> Written task: Show each line in the rows below that contains the word "lounge", copying it unchanged.
* begin Source material *
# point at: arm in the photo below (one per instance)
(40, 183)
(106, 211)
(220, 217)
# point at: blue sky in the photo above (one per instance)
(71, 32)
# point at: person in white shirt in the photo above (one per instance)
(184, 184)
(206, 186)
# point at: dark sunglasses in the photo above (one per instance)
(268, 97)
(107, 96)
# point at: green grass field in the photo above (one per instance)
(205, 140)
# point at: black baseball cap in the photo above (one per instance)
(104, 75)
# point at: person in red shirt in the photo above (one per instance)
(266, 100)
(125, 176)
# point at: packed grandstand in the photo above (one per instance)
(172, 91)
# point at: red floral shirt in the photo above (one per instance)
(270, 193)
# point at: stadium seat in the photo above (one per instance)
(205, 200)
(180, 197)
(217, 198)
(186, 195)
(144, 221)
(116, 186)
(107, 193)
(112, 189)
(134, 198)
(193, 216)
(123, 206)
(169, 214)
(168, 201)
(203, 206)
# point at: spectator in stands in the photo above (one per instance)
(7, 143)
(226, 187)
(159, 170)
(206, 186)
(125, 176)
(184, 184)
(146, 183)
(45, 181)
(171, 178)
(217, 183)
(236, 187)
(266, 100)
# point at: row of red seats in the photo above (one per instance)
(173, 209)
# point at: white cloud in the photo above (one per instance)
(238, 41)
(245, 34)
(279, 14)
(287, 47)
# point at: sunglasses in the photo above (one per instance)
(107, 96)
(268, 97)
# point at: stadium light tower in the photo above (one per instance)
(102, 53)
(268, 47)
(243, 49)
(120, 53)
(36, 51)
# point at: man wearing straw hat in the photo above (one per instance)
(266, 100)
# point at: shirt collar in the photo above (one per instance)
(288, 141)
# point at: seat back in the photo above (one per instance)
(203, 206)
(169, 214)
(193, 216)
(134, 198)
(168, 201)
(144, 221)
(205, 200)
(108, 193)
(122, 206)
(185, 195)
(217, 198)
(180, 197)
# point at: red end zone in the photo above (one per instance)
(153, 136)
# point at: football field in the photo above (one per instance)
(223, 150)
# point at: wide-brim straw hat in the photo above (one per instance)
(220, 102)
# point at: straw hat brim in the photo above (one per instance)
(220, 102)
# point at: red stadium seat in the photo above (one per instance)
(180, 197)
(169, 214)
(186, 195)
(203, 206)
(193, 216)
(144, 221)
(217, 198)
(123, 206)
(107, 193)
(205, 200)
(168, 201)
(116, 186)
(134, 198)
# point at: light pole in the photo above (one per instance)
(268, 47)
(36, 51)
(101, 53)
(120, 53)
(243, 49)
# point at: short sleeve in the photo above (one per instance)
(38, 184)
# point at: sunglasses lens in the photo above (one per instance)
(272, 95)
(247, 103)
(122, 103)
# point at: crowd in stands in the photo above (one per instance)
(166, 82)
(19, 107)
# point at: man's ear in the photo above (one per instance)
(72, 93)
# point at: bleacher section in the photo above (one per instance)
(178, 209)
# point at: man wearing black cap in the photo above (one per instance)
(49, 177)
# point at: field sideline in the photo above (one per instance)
* end Source material *
* begin Source material *
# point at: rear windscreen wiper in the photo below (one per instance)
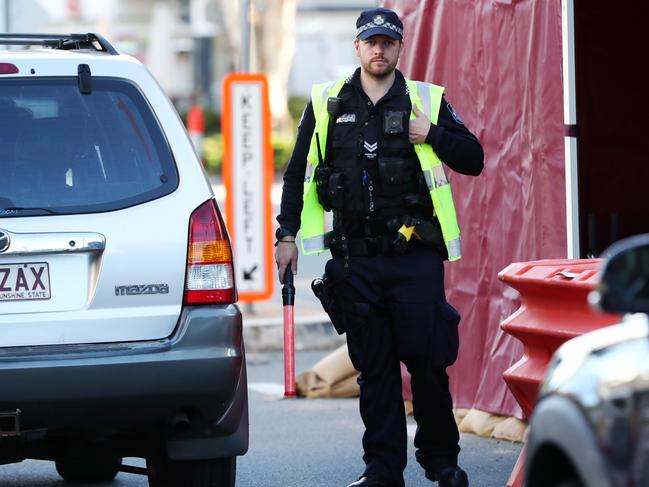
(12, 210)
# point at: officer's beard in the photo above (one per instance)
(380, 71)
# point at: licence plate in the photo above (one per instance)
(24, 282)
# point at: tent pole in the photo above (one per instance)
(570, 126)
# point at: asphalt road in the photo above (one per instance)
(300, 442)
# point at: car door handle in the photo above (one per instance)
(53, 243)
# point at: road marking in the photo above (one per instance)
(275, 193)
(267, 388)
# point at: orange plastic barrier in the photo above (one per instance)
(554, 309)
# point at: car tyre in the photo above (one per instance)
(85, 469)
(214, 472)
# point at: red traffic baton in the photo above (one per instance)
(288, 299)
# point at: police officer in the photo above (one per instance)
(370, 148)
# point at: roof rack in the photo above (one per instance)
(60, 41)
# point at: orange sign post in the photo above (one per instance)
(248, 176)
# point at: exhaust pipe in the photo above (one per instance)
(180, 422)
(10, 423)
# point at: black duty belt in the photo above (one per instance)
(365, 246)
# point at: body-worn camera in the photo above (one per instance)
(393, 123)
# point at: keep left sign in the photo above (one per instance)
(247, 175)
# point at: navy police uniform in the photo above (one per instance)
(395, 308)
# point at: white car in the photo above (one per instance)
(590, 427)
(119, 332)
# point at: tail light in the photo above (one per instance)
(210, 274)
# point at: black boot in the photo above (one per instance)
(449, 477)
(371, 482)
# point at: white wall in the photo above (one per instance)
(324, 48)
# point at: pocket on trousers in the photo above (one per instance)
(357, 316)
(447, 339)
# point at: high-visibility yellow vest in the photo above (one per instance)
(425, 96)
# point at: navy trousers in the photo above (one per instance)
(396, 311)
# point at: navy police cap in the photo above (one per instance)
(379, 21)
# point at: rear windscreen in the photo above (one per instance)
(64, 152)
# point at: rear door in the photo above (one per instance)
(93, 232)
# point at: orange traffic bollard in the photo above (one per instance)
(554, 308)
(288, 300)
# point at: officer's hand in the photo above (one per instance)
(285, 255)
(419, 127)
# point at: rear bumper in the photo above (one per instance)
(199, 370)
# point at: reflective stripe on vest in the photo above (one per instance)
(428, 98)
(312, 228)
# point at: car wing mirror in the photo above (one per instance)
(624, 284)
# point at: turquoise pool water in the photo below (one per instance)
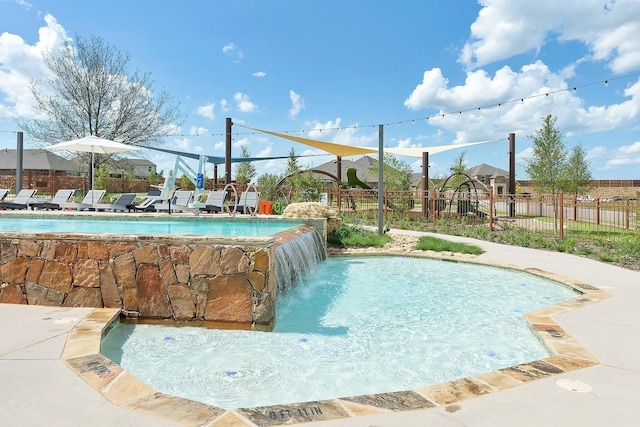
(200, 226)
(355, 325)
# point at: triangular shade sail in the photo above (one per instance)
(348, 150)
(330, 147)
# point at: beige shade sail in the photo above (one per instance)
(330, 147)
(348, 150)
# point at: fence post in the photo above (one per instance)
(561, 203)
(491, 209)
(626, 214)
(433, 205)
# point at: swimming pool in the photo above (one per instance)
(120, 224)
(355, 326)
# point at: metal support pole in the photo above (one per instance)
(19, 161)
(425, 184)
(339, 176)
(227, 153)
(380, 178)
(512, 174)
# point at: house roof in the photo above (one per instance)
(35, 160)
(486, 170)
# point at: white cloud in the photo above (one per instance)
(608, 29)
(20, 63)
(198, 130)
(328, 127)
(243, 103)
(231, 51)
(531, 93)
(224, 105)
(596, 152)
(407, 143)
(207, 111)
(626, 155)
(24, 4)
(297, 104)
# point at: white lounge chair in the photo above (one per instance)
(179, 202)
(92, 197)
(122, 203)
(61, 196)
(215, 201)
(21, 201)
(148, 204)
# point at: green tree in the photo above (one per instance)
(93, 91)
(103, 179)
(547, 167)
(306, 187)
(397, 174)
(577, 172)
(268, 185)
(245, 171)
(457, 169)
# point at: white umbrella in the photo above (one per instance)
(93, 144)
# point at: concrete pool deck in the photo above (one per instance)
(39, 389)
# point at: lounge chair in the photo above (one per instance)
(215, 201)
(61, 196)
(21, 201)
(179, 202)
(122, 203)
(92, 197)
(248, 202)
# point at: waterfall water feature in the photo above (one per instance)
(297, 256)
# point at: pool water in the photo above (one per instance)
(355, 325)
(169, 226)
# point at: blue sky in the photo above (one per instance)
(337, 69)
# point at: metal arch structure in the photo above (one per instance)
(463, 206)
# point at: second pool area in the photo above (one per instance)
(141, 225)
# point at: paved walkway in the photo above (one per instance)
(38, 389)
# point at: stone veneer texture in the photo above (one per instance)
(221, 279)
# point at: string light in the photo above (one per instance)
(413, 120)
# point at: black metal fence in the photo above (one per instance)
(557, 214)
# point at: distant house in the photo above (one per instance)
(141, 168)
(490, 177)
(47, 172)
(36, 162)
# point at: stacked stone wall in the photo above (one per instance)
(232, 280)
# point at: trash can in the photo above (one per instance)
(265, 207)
* end Source material *
* begin Source material *
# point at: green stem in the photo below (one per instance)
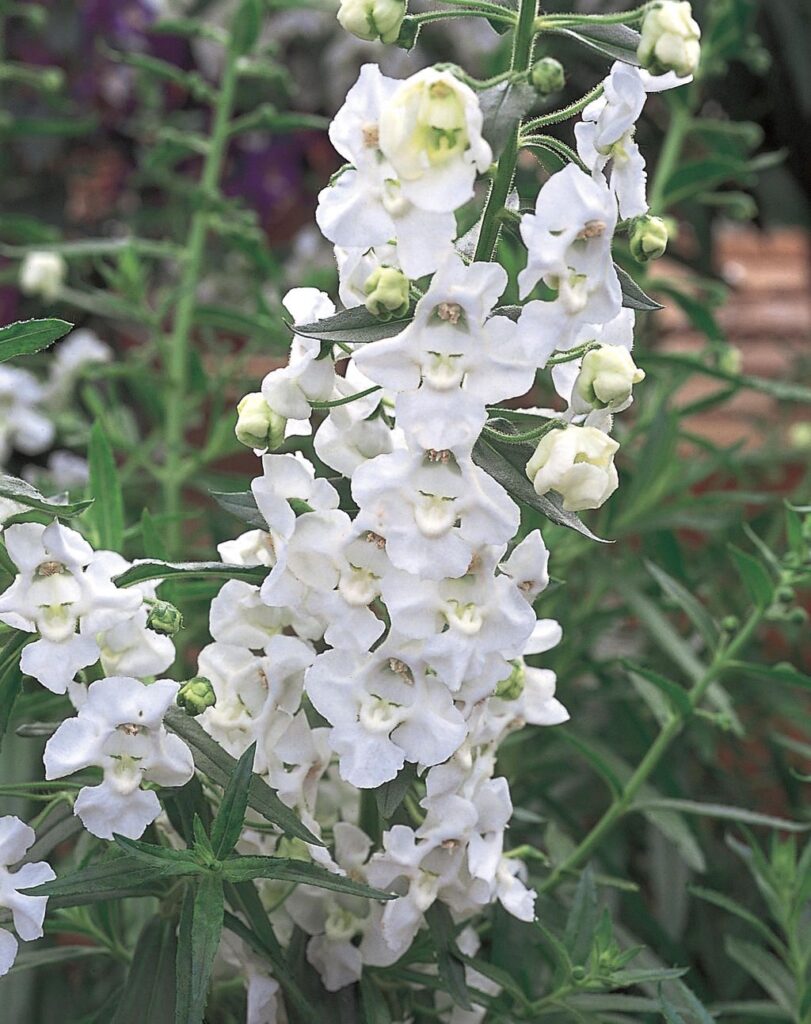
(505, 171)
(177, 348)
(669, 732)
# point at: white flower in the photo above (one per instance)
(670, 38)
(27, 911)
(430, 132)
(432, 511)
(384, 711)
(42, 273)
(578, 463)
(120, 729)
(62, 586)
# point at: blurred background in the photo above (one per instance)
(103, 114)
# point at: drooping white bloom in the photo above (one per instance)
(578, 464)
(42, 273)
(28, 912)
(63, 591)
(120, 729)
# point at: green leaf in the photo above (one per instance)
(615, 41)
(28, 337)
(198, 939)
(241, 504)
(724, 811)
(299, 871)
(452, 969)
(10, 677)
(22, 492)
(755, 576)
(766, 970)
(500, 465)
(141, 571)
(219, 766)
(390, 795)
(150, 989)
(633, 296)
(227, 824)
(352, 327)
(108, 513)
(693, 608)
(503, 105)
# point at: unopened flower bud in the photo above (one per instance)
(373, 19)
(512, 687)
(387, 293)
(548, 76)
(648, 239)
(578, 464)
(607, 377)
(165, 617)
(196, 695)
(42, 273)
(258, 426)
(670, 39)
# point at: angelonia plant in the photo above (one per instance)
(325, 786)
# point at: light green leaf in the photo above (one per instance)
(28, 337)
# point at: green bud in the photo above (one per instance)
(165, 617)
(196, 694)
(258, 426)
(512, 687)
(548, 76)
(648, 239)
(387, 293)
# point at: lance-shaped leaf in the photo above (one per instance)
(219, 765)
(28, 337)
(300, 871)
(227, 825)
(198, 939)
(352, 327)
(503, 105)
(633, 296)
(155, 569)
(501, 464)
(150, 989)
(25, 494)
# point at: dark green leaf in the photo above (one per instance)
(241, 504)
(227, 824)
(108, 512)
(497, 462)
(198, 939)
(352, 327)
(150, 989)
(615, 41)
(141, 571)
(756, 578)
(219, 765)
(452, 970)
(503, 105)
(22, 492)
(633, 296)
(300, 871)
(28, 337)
* end Source material *
> The result:
# point at: white lounge chair in the photo above (one per instance)
# point at: lounge chair in the photo above (one per instance)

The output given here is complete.